▸ Given passage
Click to copy
How to Generate Mock Data in ksqlDB
This docker command creates a topic called topictale_users if it doesn’t exist and generates user mock data into it:
docker run --rm \
--network host \
confluentinc/ksqldb-examples:7.3.2 \
ksql-datagen \
quickstart=users \
topic=topictale_users \
bootstrap-server=localhost:9092 \
msgRate=1
When you run this command, you will see the logs of records being produced at a rate of one per second:
['User_5'] --> ([ 1511261537317L | 'User_5' | 'Region_6' | 'MALE' ]) ts:1677670382971
['User_9'] --> ([ 1500373766464L | 'User_9' | 'Region_1' | 'OTHER' ]) ts:1677670383528
['User_6'] --> ([ 1488348059597L | 'User_6' | 'Region_4' | 'MALE' ]) ts:1677670384531
['User_2'] --> ([ 1503999868114L | 'User_2' | 'Region_2' | 'OTHER' ]) ts:1677670385530
['User_3'] --> ([ 1490726036883L | 'User_3' | 'Region_1' | 'FEMALE' ]) ts:1677670386533
To query the data, you can create a new stream for it like so:
CREATE STREAM topictale_users (
registertime BIGINT,
userid VARCHAR,
regionid VARCHAR,
gender VARCHAR
) WITH (
KAFKA_TOPIC='topictale_users',
VALUE_FORMAT='JSON'
);
The quickstart
value specifies which type of record it will generate. Although the help message for ksql-datagen
only list 3 different options – orders, users, and pageviews –, we discovered a few more by looking at the source code of ksql-datagen.

▸ Data provided

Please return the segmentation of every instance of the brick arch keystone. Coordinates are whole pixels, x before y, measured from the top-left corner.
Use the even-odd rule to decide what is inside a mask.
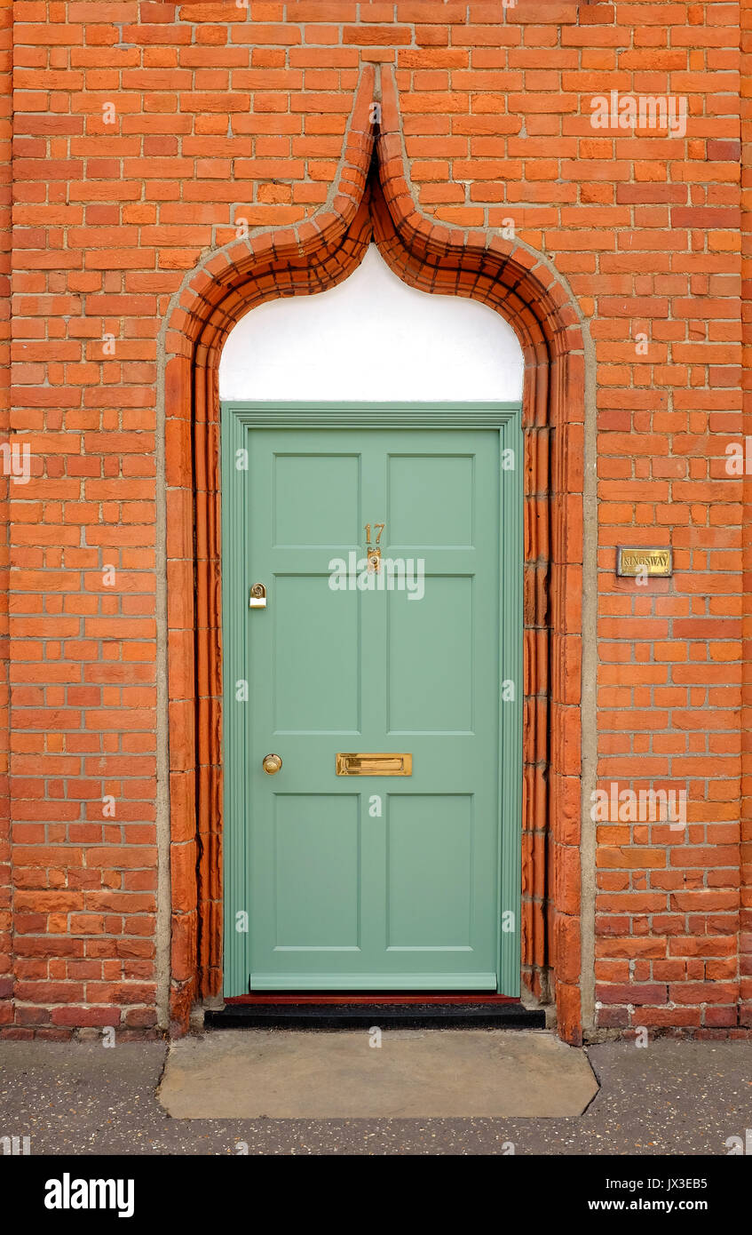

▸ Task instructions
Using the ksqlDB mock data page, decide whether each statement agrees with it, answering yes or no and quoting the deciding words. 1. The docker command produces records at a rate of one per second. 2. The stream created for the data reads values in Avro format. 3. The help message for ksql-datagen lists every quickstart option available.

▸ Result of the exercise
1. Yes: "you will see the logs of records being produced at a rate of one per second"
2. No: "VALUE_FORMAT='JSON'"
3. No: "we discovered a few more by looking at the source code of ksql-datagen"